Begin
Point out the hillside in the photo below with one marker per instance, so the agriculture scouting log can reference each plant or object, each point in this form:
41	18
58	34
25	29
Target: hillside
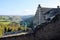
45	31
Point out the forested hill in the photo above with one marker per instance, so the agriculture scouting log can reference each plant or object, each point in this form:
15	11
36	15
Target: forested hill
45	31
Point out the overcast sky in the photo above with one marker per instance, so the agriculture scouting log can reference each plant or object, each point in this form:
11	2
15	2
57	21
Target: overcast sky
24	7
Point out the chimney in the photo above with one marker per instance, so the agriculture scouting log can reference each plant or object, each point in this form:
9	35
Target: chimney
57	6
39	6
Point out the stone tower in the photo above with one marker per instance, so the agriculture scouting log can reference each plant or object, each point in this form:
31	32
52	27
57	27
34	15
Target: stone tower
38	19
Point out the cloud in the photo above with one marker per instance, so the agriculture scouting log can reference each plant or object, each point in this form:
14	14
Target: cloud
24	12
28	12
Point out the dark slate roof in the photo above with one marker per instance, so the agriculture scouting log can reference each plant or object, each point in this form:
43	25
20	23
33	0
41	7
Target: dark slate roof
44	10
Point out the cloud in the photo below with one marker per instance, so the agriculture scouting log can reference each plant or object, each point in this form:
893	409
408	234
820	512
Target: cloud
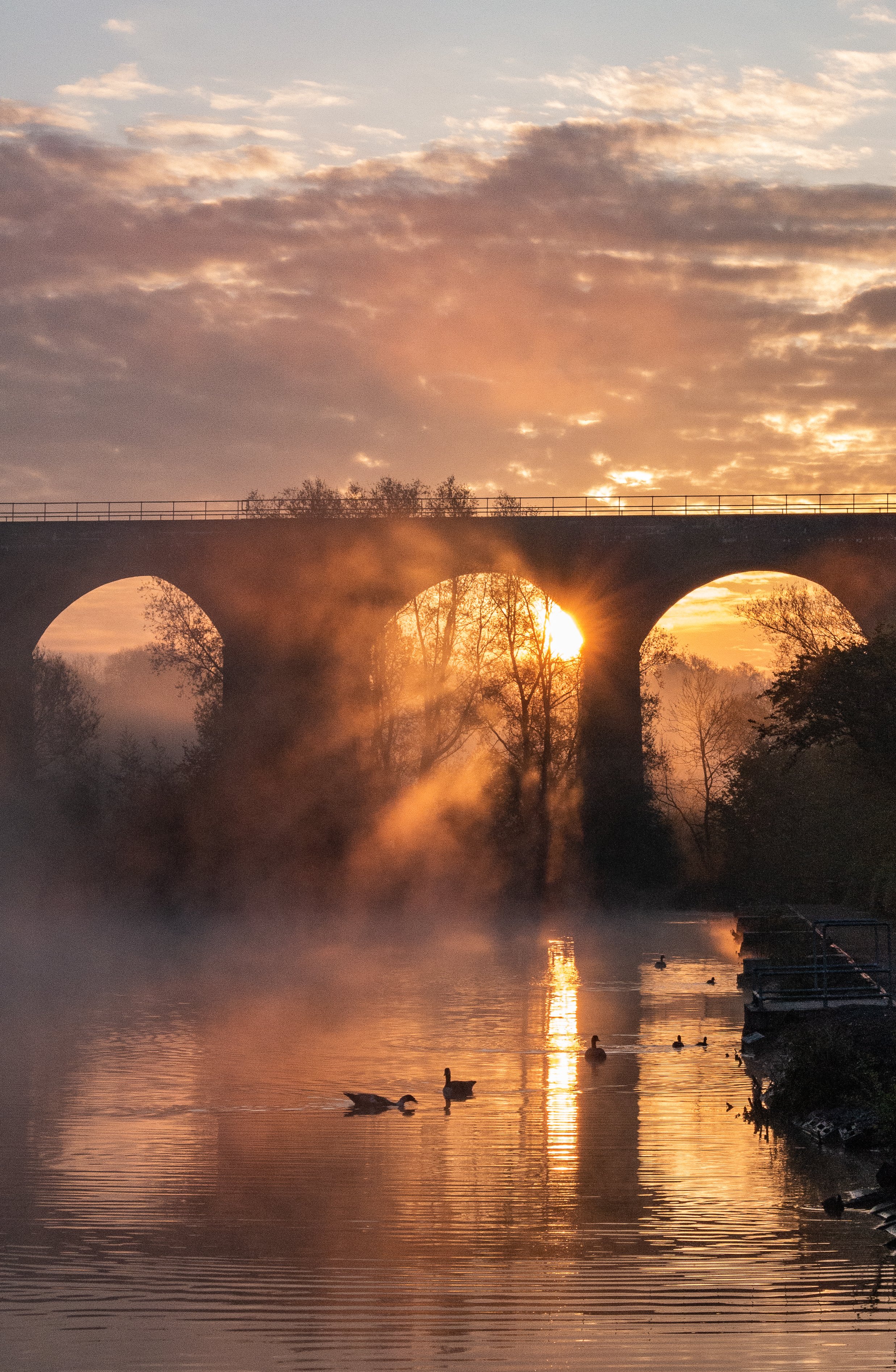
End
→ AIM:
Can you reproduce the whole listing above with every "agriculture scouting log" swapped for "field survey record", keeping everything else the same and omitting the pictures?

→ EXPECTED OUTPUT:
Point out the hillside in the photo below with one marker per instance, so the field survey record can reference each plant or object, each point in this form:
41	18
58	34
25	29
Target: hillside
45	31
Point out the forested hill in the photo above with one marker per instance, so the field survey record can reference each plant or object, each point in this form:
15	11
36	15
Target: forested hill
45	31
Point out the overcast sky in the photo above with one marker per instance, so the field survey record can reference each plant or object, each point in this form:
11	2
15	2
57	21
Target: overcast sky
24	7
Point out the chimney in the photo above with one marker per instance, so the field survey record can reference each plant or object, each point in this form:
9	35
Target: chimney
57	6
39	6
Point out the stone tower in the photo above with one marker per instance, so the field survey record can reference each plant or object, each point in this form:
31	32
52	27
57	27
34	15
Target: stone tower
38	19
Point out the cloud in the photo above with one marker per instance, so the field survey record can reference each plant or object, each point in this form:
14	14
Target: cloud
24	12
28	12
Point out the dark slate roof in the photo above with one marker per instance, so the field survey record can reference each plant or object, each point in this form:
43	25
20	23
33	0
41	7
Target: dark slate roof
44	10
Point out the cloud in the photo below with one marker per instance, so the field survey record can reference each plant or object, each point in this form:
893	409
408	234
820	512
Target: cloud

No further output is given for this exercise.